### Given request
Identify each line in the data below that contains the word "wall", treating uppercase and lowercase as different, and copy those lines.
:: Supplied material ::
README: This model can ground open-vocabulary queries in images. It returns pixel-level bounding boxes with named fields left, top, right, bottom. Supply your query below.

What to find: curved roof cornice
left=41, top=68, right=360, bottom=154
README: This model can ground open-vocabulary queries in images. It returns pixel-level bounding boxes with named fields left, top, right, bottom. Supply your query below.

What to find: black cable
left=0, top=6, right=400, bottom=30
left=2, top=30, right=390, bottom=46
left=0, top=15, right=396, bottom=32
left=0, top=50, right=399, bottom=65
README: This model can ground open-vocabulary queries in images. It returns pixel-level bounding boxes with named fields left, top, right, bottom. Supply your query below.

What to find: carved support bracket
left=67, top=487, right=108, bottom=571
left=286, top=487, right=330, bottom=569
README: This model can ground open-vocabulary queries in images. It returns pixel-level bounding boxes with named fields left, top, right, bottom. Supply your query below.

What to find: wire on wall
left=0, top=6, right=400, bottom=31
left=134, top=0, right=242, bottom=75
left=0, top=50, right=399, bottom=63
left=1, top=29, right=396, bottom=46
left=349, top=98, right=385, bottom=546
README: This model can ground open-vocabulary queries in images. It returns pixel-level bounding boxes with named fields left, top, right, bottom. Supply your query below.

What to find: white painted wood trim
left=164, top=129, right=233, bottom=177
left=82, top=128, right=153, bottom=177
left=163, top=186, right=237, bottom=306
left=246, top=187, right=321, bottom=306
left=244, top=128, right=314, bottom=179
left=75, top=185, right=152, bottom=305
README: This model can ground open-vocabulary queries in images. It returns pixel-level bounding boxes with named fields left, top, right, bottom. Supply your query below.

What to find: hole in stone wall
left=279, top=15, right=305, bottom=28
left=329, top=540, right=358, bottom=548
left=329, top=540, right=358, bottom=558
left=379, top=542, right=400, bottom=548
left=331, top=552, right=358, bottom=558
:::
:: Supplied material ::
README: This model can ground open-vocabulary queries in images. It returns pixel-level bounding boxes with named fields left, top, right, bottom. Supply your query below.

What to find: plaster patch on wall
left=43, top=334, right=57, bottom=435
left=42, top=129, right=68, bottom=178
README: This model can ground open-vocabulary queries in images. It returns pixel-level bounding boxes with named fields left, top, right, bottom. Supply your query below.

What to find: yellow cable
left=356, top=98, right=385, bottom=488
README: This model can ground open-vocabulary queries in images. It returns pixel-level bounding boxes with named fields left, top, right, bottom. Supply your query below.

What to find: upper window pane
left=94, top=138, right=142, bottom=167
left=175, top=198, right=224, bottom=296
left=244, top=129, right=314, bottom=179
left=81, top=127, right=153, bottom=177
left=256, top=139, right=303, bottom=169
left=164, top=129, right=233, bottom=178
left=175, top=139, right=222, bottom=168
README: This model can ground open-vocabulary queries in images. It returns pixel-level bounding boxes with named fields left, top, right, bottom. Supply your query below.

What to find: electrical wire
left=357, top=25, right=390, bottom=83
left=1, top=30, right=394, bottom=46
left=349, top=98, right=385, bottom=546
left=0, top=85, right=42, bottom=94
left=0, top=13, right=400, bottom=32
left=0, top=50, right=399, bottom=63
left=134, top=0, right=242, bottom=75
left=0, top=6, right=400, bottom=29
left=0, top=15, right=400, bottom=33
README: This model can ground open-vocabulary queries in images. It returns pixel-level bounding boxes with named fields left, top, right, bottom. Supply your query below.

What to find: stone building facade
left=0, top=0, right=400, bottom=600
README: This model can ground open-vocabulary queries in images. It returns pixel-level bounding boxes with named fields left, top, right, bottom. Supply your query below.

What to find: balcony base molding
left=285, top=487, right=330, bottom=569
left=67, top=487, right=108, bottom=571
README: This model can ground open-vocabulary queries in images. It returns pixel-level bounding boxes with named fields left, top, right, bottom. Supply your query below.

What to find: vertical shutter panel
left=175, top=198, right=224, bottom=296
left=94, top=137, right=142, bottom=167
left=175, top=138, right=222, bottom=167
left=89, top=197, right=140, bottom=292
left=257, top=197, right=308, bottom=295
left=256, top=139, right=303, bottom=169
:::
### Output for this exercise
What to find: wire on wall
What to find: hole in stone wall
What to find: plaster patch on wall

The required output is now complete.